Retype every entry in its entirety, without alteration.
##########
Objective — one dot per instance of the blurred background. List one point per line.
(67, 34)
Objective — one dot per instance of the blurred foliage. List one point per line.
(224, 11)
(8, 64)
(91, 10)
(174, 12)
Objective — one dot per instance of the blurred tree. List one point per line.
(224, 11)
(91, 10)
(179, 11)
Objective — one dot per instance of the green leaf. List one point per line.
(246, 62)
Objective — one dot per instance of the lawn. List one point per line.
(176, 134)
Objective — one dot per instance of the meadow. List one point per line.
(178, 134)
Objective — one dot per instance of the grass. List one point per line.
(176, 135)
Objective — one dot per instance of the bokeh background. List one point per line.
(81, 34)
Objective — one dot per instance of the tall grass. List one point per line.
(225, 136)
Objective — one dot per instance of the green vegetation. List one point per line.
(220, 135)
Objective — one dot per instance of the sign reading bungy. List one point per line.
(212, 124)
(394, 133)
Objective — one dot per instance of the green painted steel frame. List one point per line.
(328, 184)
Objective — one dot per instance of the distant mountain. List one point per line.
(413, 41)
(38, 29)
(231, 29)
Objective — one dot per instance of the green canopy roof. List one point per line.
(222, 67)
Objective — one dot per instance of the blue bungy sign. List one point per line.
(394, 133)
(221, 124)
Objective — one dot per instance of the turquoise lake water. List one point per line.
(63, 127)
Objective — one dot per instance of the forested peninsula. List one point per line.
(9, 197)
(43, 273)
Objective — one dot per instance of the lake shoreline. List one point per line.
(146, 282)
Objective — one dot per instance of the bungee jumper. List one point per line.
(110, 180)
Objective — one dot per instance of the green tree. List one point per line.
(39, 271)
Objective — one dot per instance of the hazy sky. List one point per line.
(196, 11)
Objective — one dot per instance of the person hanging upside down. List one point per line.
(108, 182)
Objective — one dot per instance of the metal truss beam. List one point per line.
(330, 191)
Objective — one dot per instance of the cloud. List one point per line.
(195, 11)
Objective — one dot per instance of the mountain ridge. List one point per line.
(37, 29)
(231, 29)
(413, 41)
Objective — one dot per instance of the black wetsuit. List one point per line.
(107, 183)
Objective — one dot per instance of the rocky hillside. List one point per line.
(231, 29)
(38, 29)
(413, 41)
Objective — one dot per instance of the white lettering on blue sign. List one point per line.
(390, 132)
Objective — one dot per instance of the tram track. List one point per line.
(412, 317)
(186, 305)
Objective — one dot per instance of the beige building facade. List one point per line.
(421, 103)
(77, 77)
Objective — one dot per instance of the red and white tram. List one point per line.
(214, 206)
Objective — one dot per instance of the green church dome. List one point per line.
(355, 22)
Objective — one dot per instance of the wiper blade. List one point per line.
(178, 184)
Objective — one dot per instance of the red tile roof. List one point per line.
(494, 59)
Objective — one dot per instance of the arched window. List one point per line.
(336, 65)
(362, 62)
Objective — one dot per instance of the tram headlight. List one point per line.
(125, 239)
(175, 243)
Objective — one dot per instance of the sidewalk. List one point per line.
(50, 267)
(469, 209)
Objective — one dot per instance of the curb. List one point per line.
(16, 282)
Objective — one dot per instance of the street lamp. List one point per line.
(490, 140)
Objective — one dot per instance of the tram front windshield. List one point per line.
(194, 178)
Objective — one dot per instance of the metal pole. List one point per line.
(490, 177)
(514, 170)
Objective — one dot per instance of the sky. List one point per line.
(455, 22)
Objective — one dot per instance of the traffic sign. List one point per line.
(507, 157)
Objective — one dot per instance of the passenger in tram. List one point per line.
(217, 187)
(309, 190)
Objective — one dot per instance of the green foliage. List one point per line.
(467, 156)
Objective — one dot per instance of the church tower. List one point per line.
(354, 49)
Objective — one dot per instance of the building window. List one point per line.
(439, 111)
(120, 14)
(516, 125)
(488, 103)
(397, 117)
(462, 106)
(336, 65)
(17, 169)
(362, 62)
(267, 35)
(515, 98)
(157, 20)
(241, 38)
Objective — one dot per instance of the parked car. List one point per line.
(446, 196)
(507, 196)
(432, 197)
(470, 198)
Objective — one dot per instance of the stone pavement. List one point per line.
##########
▶ Completed task:
Objective — one dot per instance of the blurred background. List one point per line.
(67, 34)
Objective — one dot per instance of the blurred foliage. List one point per line.
(224, 11)
(8, 64)
(91, 10)
(174, 12)
Objective — one dot per instance of the blurred tree. List one point per line.
(224, 11)
(91, 10)
(179, 11)
Objective — one dot per instance of the green leaf. List one point per line.
(246, 62)
Objective — one dot per instance of the lawn. List one point per line.
(176, 134)
Objective — one dot per instance of the meadow. List one point per line.
(178, 134)
Objective — one dot per instance of the grass. List one point per line.
(176, 135)
Objective — one dot per instance of the bokeh background. List one point per line.
(81, 34)
Objective — one dot per instance of the tall grass. List one point per line.
(225, 136)
Objective — one dot per instance of the green vegetation. List one point per line.
(220, 135)
Objective — one dot per instance of the sign reading bungy. List one point per line.
(212, 124)
(394, 133)
Objective — one dot per instance of the green painted steel frame. List one point per line.
(328, 184)
Objective — one dot per instance of the distant mountain. List one point per line.
(413, 41)
(38, 29)
(231, 29)
Objective — one dot per instance of the green canopy roof. List one point per line.
(222, 67)
Objective — one dot per instance of the blue bungy sign. List one point per line.
(394, 133)
(221, 124)
Objective — one dot per instance of the turquoise lake water. List one point per line.
(63, 127)
Objective — one dot per instance of the forested peninsula. List one point per line.
(9, 197)
(43, 273)
Objective — one dot per instance of the lake shoreline. List one point per line.
(146, 282)
Objective — one dot per instance of the bungee jumper. List one point per line.
(110, 180)
Objective — one dot per instance of the green tree. List one point per line.
(39, 271)
Objective — one dot per instance of the hazy sky. List one point per line.
(196, 11)
Objective — one dot per instance of the person hanging upside down. List one point per line.
(108, 182)
Objective — one dot per instance of the metal truss beam. List one point per line.
(330, 191)
Objective — one dot per instance of the cloud. List one point per line.
(195, 11)
Objective — one dot per instance of the mountain ridge. List one point per line.
(37, 29)
(231, 29)
(413, 41)
Objective — one dot per instance of the black wetsuit. List one point per line.
(107, 183)
Objective — one dot per instance of the rocky hillside. List one point per line.
(231, 29)
(38, 29)
(413, 41)
Objective — one dot per instance of the white lettering on blue sign. List one point per line.
(390, 132)
Objective — one dot per instance of the tram track. List one point per line.
(412, 317)
(186, 305)
Objective — one dot per instance of the beige building facade. List one point per line.
(421, 103)
(77, 77)
Objective — one dot per instance of the red and white tram. List one point per line.
(214, 206)
Objective — one dot per instance of the green church dome. List one point per line.
(355, 22)
Objective — one dot per instance of the wiper blade. List one point per line.
(178, 184)
Objective — one dot per instance of the red tile roof. List one point per line.
(494, 59)
Objective — one dot per instance of the arched window. List one point per line.
(336, 65)
(362, 62)
Objective — one dot per instance of the tram headlight. List one point per line.
(125, 239)
(175, 243)
Objective — one dot per instance of the sidewalk. List one point per line.
(50, 267)
(469, 209)
Objective — one dot per instance of the curb. List one point per line.
(16, 282)
Objective — one dot per instance of the street lamp. List one point per line.
(490, 140)
Objective — one dot per instance of the tram front windshield. List one point per line.
(194, 178)
Objective — one dot per instance of the metal pole. List one point per line.
(490, 177)
(514, 170)
Objective — one dot per instance of the sky. List one point per line.
(455, 22)
Objective — one dot per instance of the traffic sign. List one point per line.
(507, 157)
Objective — one dot per instance of the passenger in tram. List one point per line.
(217, 187)
(309, 190)
Objective — one dot per instance of the green foliage. List one point per line.
(467, 156)
Objective — one dot per instance of the church tower. List one point per line.
(354, 49)
Objective — one dot per instance of the building window. List one point per line.
(439, 111)
(120, 14)
(516, 125)
(488, 103)
(397, 117)
(462, 106)
(336, 65)
(17, 169)
(362, 62)
(267, 35)
(515, 98)
(157, 20)
(241, 38)
Objective — one dot per instance of the parked car. List one point per line.
(446, 196)
(507, 196)
(432, 197)
(470, 198)
Objective — one dot per instance of the stone pavement. List one point per line.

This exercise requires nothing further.